--- TASKS ---
1. Name every person the beer review identifies by name.
2. Write out the stretch of the beer review from "So, what is" through "on the style.", word for word.

--- SOURCE EXTRACT ---

───

By Michael Sears
President, Forest City Brewers
Greetings, and happy New Year to all of you.
With the new year on the calendar, the weather has also changed. Goodbye, mild winter, and hello, snow and deep freeze. BRRR!
The change is a good excuse to focus on dark, strong beers — beers that warm the soul and fill the belly. So, how about we start with a stout? How about a milk stout … no, a milk stout on nitrogen? Yeah! The beer is Milk Stout Nitro by Left Hand Brewing Company.
What is milk stout? Milk stouts are basically stouts that have a larger amount of residual dextrins and unfermented sugars (usually lactose) that give the brew more body and a sweetness that counters the roasted character.
So, what is the difference between nitrogenated and a carbon dioxide beer? In a nutshell, the main difference is mouth feel. Carbon dioxide beers have a greater carbonic bite compared to the smoother nitrogen. The addition of nitrogen gives way to much smaller bubbles, creating a smoother, creamier beer. There are some nuances in taste and appearance also, depending on the style.
Left Hand Brewing started in December 1990 with a home brewing kit founder Dick Doore received from his brother. In September 1993, Dick and college buddy Eric Wallace incorporated as Indian Peaks Brewing Company. It was discovered that the name Indian Peaks was already in use by another brewery, so the name was changed to Left Hand, in honor of Chief Niwot (the Arapahoe word for “left hand”) whose tribe wintered in the local area.
Left Hand presently distributes 10 year-round, eight seasonal and 13 limited release beers. Milk Stout Nitro is available year round and has an alcohol by volume of 6 percent.
For this review, I am using my Forest City Brewers nonic pint glass and allowing this beer to warm to 50 to 55 degrees Fahrenheit.
The pour is straight down the middle that starts out looking somewhat flat, but as the nitrogen starts to release from the liquid, it develops a really nice dense, tan-colored head of tight small bubbles that is one finger in depth, like the top of a cappuccino. This recedes slowly to a quarter-inch-thick, crowning a very dark brown — almost black — body with some reddish highlights, leaving a very dense lacing.

───

--- DATA LISTING ---

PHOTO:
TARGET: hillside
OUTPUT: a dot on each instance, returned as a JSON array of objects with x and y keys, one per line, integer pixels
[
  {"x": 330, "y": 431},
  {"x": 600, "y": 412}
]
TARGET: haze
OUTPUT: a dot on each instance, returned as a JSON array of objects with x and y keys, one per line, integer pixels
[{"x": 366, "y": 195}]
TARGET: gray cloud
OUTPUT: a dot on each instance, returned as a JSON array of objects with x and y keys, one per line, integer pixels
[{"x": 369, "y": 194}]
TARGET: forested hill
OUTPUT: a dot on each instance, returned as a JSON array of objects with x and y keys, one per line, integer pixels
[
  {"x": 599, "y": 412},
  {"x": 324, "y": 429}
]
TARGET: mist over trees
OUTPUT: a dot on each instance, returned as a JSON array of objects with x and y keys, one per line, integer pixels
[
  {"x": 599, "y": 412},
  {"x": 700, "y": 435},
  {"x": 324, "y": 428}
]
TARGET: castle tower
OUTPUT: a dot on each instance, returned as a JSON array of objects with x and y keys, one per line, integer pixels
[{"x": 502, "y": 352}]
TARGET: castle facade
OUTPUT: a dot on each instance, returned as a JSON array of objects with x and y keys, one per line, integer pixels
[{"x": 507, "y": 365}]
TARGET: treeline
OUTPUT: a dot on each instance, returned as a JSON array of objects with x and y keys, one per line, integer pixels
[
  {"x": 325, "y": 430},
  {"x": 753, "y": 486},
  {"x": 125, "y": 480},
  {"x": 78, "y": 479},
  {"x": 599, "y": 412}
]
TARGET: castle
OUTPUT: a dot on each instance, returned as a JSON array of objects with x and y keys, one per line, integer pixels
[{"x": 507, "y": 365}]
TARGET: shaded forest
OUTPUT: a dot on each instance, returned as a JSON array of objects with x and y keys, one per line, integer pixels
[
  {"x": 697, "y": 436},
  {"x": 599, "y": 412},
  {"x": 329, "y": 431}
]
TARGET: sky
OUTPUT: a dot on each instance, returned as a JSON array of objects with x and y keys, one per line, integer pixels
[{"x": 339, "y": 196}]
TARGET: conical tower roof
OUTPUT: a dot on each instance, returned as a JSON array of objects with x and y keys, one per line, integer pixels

───

--- THE RESULTS ---
1. Michael Sears, Dick Doore, Eric Wallace, Chief Niwot

2.
So, what is the difference between nitrogenated and a carbon dioxide beer? In a nutshell, the main difference is mouth feel. Carbon dioxide beers have a greater carbonic bite compared to the smoother nitrogen. The addition of nitrogen gives way to much smaller bubbles, creating a smoother, creamier beer. There are some nuances in taste and appearance also, depending on the style.